- [TEXTE PRÉSENTÉ]
>>

Neige Morte

NEIGE MORTE . Ce nom plutôt tendance adolescent attardé et durablement influencé par les poètes maudits français du XIXème siècle est en fait celui de l’un groupe de metal parmi les plus perturbants du moment. Et pour tout vous dire, ce nom de Neige Morte est parait-il une référence à Dead Snow, film norvégien de 2009 et délicieusement parodique dans lequel des zombis nazis sortent de leur bunker-caverne afin de protéger un trésor de guerre oublié de tous mais désormais menacé par une bande de jeunes vacanciers aussi (d)écervelés que maladroits*. Baptiser son groupe du nom d’une énième pochade cinématographique débordant de clichés sanguinolents, exposant sans vergogne des monceaux de tripailles à l’air libre, pillant allégrement l’héritage d’Evil Dead et fort justement sous-titré « un bon nazi est un nazi mort ! », n’était, au départ, pas non plus le fait du hasard.

À la base Neige Morte est la réunion de deux musiciens lyonnais désireux de mettre en pratique leur amour pour le black metal le plus cru et le plus sale possible. Or il n’y a pas beaucoup de musiques aussi balisées que le black metal tout comme il n’y a pas beaucoup de musiques capables de générer autant d’élans complaisamment auto-parodiques : un peu comme si, lorsqu’on ne peut pas aller beaucoup plus loin dans un genre musical, la seule solution devenait de pratiquer l’hommage ironique et postmoderne. Trop de distanciation et de second degré débouchent malheureusement sur cette escroquerie intellectuelle et en complet porte-à-faux qui va à l’encontre de toute sincérité et d’un amour sincère de la musique, bien qu’en ce qui concerne le metal – surtout lorsque celui-ci est d’un noir aussi profond – parler d’amour est assurément une pure vue de l’esprit. Il n’empêche que de quelques discussions enflammées entre camarades est née cette idée forte de faire un groupe. Pour de vrai. Et à partir d’une simple blague qui aurait pu rapidement mal tourner et virer à la simple posture arty (oui, l’apprenti-métalleux n’est souvent qu’un poseur), nos olibrius ont bâti une cathédrale ascensionnelle perpétuellement en voie d’effondrement… ou inversement : un monde englouti dans un océan de boue et tentant désespérément de remonter à la surface.

<<

- [CONSIGNE 1]
D'après le texte sur Neige Morte, de quelle ville sont les deux musiciens à l'origine du groupe ?
- [CONSIGNE 2]
Reprenez, s'il vous plaît, le passage du texte sur Neige Morte situé entre "NEIGE MORTE ." et "fait du hasard.", bornes comprises, en changeant "zombis" en "morts-vivants".
Les données qui suivent n'ont aucun rapport avec le texte sur Neige Morte.

- [EXTRAIT DES DONNÉES]
>>

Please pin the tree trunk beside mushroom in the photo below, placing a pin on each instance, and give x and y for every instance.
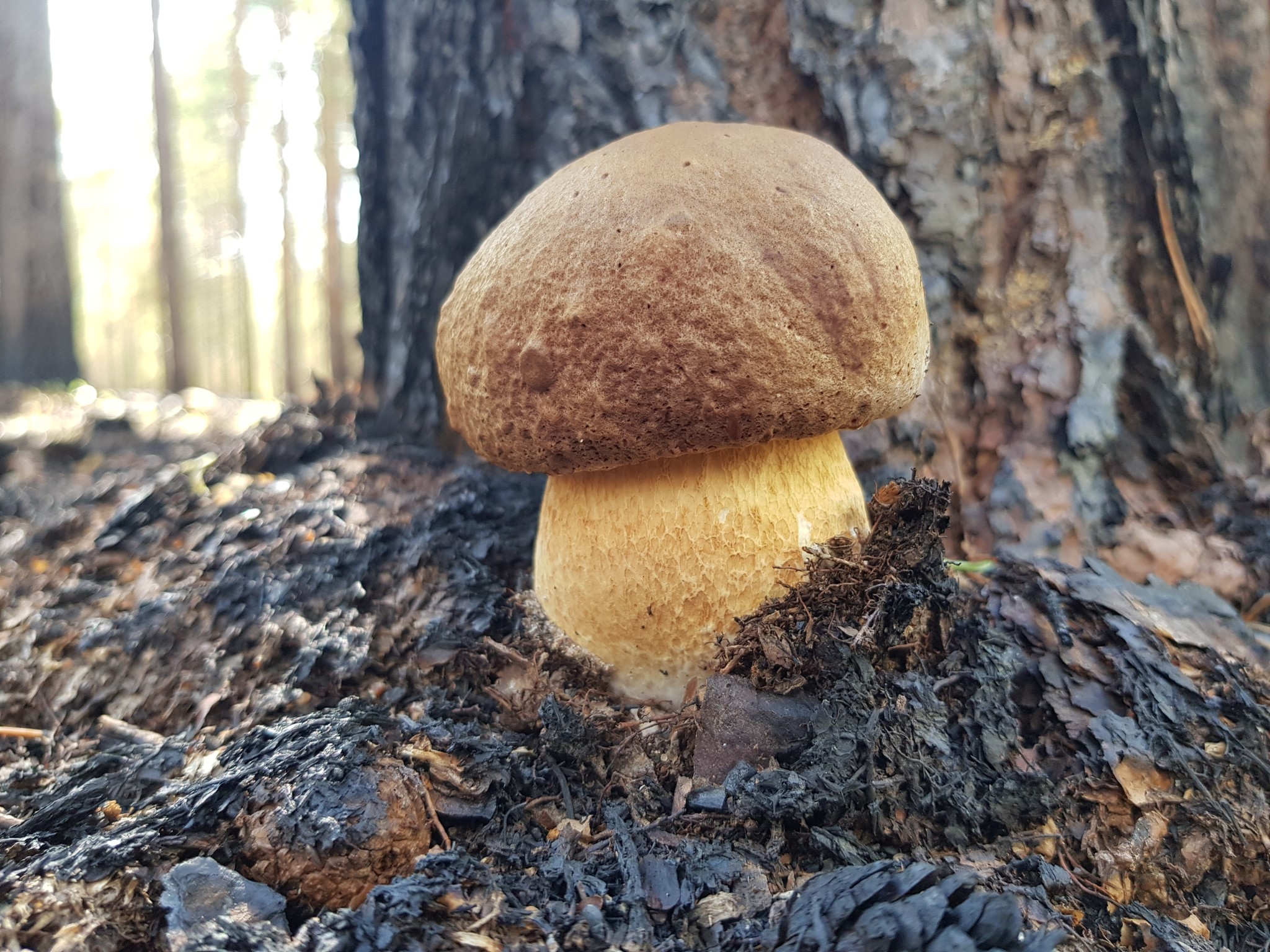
(1086, 186)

<<

- [SOLUTION DÉTAILLÉE 1]
Ils sont lyonnais.

- [SOLUTION DÉTAILLÉE 2]
NEIGE MORTE . Ce nom plutôt tendance adolescent attardé et durablement influencé par les poètes maudits français du XIXème siècle est en fait celui de l’un groupe de metal parmi les plus perturbants du moment. Et pour tout vous dire, ce nom de Neige Morte est parait-il une référence à Dead Snow, film norvégien de 2009 et délicieusement parodique dans lequel des morts-vivants nazis sortent de leur bunker-caverne afin de protéger un trésor de guerre oublié de tous mais désormais menacé par une bande de jeunes vacanciers aussi (d)écervelés que maladroits*. Baptiser son groupe du nom d’une énième pochade cinématographique débordant de clichés sanguinolents, exposant sans vergogne des monceaux de tripailles à l’air libre, pillant allégrement l’héritage d’Evil Dead et fort justement sous-titré « un bon nazi est un nazi mort ! », n’était, au départ, pas non plus le fait du hasard.